### RECORDS TO PROCESS:
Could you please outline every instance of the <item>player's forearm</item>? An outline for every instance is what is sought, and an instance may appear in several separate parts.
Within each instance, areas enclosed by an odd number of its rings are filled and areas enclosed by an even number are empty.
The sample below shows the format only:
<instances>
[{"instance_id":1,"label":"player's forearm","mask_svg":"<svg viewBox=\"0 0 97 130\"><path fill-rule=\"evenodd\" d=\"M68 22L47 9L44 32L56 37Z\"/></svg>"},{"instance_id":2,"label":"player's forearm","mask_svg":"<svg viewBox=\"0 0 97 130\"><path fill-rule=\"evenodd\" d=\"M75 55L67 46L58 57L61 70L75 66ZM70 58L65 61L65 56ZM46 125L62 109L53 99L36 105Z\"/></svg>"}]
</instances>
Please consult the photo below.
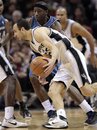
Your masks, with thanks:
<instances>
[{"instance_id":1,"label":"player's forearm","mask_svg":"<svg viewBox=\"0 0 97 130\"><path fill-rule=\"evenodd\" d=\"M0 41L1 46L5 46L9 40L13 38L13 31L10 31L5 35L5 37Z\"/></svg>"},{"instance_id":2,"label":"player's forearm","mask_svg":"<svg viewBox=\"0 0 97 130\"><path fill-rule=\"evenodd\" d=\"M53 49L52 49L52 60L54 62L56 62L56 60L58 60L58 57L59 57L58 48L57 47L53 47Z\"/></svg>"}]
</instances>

### WORK TO BE COMPLETED:
Format the lines above as a two-column CSV with the header input,output and one row per block, putting the block's text under input and its answer under output. Wrap each field in double quotes, turn line breaks into spaces, and leave out the pictures.

### SOLUTION TO THIS TASK:
input,output
"Could you please outline every instance of the <item>player's forearm</item>? An outline for every instance is what is sought, and an instance may appear in several separate parts. Within each instance, areas enclosed by an odd number of its rings are filled and areas enclosed by an even number are empty. The sample below shows the format only: <instances> [{""instance_id"":1,""label"":""player's forearm"",""mask_svg"":""<svg viewBox=\""0 0 97 130\""><path fill-rule=\""evenodd\"" d=\""M68 22L47 9L44 32L56 37Z\""/></svg>""},{""instance_id"":2,""label"":""player's forearm"",""mask_svg"":""<svg viewBox=\""0 0 97 130\""><path fill-rule=\""evenodd\"" d=\""M75 55L67 46L58 57L61 70L75 66ZM70 58L65 61L65 56ZM46 125L62 109L53 99L36 105Z\""/></svg>""}] </instances> Please consult the photo below. Your masks, with thanks:","<instances> [{""instance_id"":1,""label"":""player's forearm"",""mask_svg"":""<svg viewBox=\""0 0 97 130\""><path fill-rule=\""evenodd\"" d=\""M0 41L1 46L5 46L9 40L13 38L13 31L10 31L5 35L5 37Z\""/></svg>""},{""instance_id"":2,""label"":""player's forearm"",""mask_svg"":""<svg viewBox=\""0 0 97 130\""><path fill-rule=\""evenodd\"" d=\""M53 49L52 49L52 60L54 62L56 62L56 60L58 60L58 57L59 57L58 48L57 47L53 47Z\""/></svg>""}] </instances>"